** begin MATERIAL FOR THIS EXERCISE **
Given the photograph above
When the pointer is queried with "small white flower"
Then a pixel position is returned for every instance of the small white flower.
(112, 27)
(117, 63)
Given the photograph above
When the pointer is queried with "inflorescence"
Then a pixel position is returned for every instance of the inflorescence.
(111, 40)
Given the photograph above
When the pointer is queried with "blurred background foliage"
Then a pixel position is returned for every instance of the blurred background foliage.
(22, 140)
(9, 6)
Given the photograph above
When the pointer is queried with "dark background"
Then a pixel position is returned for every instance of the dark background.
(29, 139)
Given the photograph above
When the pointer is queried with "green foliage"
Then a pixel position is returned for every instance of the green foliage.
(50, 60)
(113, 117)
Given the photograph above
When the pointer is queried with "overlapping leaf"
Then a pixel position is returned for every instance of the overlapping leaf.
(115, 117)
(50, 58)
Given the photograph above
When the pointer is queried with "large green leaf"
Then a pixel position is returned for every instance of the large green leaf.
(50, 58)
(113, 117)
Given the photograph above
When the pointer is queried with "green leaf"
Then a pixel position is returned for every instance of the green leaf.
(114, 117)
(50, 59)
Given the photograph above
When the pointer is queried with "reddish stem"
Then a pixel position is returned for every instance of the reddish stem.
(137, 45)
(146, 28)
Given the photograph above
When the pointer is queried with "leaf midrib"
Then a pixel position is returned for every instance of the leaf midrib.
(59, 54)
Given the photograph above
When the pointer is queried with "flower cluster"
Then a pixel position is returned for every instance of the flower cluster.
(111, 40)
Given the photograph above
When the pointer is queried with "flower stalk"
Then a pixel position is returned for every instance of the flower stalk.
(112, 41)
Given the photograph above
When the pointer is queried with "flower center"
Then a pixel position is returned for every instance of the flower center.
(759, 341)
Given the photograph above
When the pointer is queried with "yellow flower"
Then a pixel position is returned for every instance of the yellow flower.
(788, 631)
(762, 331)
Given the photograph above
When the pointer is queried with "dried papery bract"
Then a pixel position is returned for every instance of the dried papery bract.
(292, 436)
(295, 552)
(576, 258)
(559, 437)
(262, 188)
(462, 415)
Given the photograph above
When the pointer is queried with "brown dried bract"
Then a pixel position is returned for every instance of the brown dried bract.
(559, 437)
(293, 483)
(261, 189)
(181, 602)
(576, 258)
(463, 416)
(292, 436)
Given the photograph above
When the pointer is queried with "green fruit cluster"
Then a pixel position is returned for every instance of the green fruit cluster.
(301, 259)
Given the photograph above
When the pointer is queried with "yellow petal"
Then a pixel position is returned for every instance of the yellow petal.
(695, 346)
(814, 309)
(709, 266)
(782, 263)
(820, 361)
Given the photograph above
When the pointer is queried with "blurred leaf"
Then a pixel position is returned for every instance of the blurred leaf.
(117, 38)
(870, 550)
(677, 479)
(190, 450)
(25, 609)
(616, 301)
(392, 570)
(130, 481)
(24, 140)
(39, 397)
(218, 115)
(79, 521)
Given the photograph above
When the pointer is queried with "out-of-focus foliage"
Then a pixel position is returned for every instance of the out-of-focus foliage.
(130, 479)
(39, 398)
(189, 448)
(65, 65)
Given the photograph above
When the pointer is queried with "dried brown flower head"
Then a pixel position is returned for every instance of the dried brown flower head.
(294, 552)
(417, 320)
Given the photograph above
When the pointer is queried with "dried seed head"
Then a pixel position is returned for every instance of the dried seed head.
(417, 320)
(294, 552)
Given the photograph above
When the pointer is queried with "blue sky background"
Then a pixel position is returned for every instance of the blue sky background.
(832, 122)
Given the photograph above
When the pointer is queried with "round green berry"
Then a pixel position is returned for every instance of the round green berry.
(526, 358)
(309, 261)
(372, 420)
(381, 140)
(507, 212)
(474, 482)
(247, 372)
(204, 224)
** end MATERIAL FOR THIS EXERCISE **
*WRITTEN TASK*
Recite the full listing above exactly.

*OUTPUT*
Given the photograph above
When the pointer is queried with "small white flower"
Then a pixel position is returned for every instance of the small white flower.
(112, 27)
(117, 63)
Given the photograph above
When the pointer is queried with "inflorescence"
Then a pixel position is returned for every instance of the inflorescence.
(111, 40)
Given the photograph above
When the pointer is queried with "blurred background foliage"
Then a pixel position is returned for every instance of the blurred background foliage.
(22, 140)
(9, 6)
Given the photograph above
When the pointer is queried with "dark background"
Then a pixel position is returned for every instance of the dark background.
(29, 139)
Given the photograph above
When the pointer is queried with "green foliage"
Then a pixel position is returned for every instance of the green foliage.
(50, 60)
(113, 117)
Given the photograph above
When the pointer is queried with "overlapping leaf"
Then a pixel position is returned for every instance of the overlapping leaf.
(115, 117)
(50, 58)
Given the photograph above
When the pointer is queried with "large green leaf"
Then a pixel position is returned for every instance of the large green leaf.
(50, 58)
(113, 117)
Given the photograph above
When the pointer is queried with "green leaf"
Then a pixel position is returned for every instance of the green leaf.
(114, 117)
(50, 59)
Given the photograph above
When the pointer is queried with "reddish stem"
Then a pixel position is returned for every instance of the reddish stem.
(137, 45)
(146, 28)
Given the photograph above
When the pointer is queried with "leaf midrib"
Then a pixel position is returned for every instance of the leaf midrib.
(59, 54)
Given the photograph above
When the pointer is queried with "flower cluster"
Then a pixel position is returned for every instance of the flower cluster.
(111, 40)
Given the photograph above
When the pointer is queried with "flower stalk"
Then a pixel position is returned for every instance of the flower stalk.
(112, 41)
Given the photograph above
When the pointer is queried with "flower center"
Then a pixel position is returned for every instance of the flower center.
(759, 341)
Given the photograph above
When the pointer is queried with "yellow flower"
Then a pixel position is returned for every instance of the yellow flower.
(788, 631)
(762, 331)
Given the photograph above
When the pointer is queried with "dried papery bract"
Then a pixel position is returned for every instance of the dried papery bract.
(292, 436)
(295, 552)
(576, 258)
(559, 437)
(262, 188)
(462, 415)
Given the photograph above
When the pointer is queried with "brown dried bract"
Then a pixel position is returned for every instance of the brown dried bract.
(559, 437)
(293, 483)
(261, 189)
(181, 602)
(576, 258)
(463, 416)
(292, 436)
Given the photograph above
When the pointer is queried with "green fruit cluster"
Then a pixel position is returned for every instance of the green fruit cluster.
(301, 259)
Given the photograph above
When the pointer is queried with "yellow petal"
Then a pixel position is returned for every instance of the yellow petal.
(695, 346)
(814, 309)
(709, 266)
(782, 263)
(820, 361)
Given the photograph above
When the pointer is queried with "blurred leaf"
Then a pixel position is returned for every instance of the blurred leaf.
(117, 38)
(870, 550)
(677, 479)
(190, 450)
(25, 609)
(616, 301)
(392, 570)
(130, 481)
(24, 140)
(39, 397)
(218, 115)
(79, 521)
Given the photograph above
When the pointer is queried with "out-of-focus foliage"
Then a pixel position is returned for every instance of the out-of-focus foliage.
(130, 479)
(39, 398)
(189, 448)
(65, 65)
Given the photograph above
When the pointer is queried with "dried brown flower head"
Then a pixel position is returned for every instance of the dried brown flower head.
(294, 552)
(417, 320)
Given the photograph above
When the pointer is queried with "dried seed head"
Then a pixel position is returned for every instance of the dried seed head.
(417, 320)
(294, 552)
Given the photograph above
When the pointer is queried with "blue sky background"
Then a pixel position is returned for every instance of the blue sky background.
(832, 122)
Given the photograph above
When the pointer is queried with "round green berry"
Then a pixel position is returned for every instance of the round green berry.
(526, 358)
(309, 261)
(372, 420)
(381, 140)
(507, 212)
(474, 482)
(247, 372)
(204, 224)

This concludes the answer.